* **Written instruction**:
Format the lines of the Data items below as a JSON list of strings, with one string for each line and blank lines omitted.

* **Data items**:

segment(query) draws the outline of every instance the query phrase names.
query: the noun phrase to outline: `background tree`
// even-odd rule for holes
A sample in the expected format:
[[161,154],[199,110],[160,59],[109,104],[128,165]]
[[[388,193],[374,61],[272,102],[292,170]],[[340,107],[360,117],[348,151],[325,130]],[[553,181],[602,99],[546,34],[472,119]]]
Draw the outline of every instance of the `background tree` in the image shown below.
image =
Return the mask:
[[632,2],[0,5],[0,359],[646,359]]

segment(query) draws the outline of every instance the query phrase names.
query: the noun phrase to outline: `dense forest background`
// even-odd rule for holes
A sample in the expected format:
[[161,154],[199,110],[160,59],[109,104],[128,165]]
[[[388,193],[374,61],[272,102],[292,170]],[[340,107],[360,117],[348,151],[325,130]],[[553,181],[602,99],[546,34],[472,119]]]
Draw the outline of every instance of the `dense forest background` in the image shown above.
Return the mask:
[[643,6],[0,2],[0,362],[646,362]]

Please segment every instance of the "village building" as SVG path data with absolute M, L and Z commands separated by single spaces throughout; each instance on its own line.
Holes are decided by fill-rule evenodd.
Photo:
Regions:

* **Answer to this problem**:
[
  "segment(query) draws the outline of every instance the query phrase names.",
  "query: the noun phrase to outline: `background tree`",
  "// even-odd rule for holes",
  "A sample in the expected format:",
  "[[161,154],[199,110],[160,59],[109,104],[128,165]]",
  "[[[388,193],[374,61],[272,102],[292,170]],[[340,107],[360,117],[348,151],[325,130]],[[553,181],[602,99],[546,34],[472,119]]]",
  "Draw the outline of every instance of the `background tree` in the image shown below.",
  "image =",
  "Return the mask:",
  "[[632,2],[0,5],[0,359],[646,359]]",
  "segment(query) draws the outline of every instance the query phrase names.",
  "query: the noun phrase to outline: `dense forest background`",
  "// even-odd rule for holes",
  "A sample in the expected format:",
  "[[161,154],[199,110],[160,59],[109,104],[128,165]]",
  "[[[388,193],[374,61],[272,102],[292,170]],[[340,107],[360,117],[348,151],[325,130]],[[553,181],[602,99],[546,34],[472,119]]]",
  "Draw the outline of every instance of the `dense forest background` in the image shown above.",
  "Return the mask:",
  "[[643,6],[0,2],[0,362],[646,362]]",
  "Please segment every instance of the \"village building\" as SVG path data with absolute M, L and Z commands separated by single spaces throughout; each instance on its own line.",
  "Holes are decided by fill-rule evenodd.",
  "Photo:",
  "Regions:"
]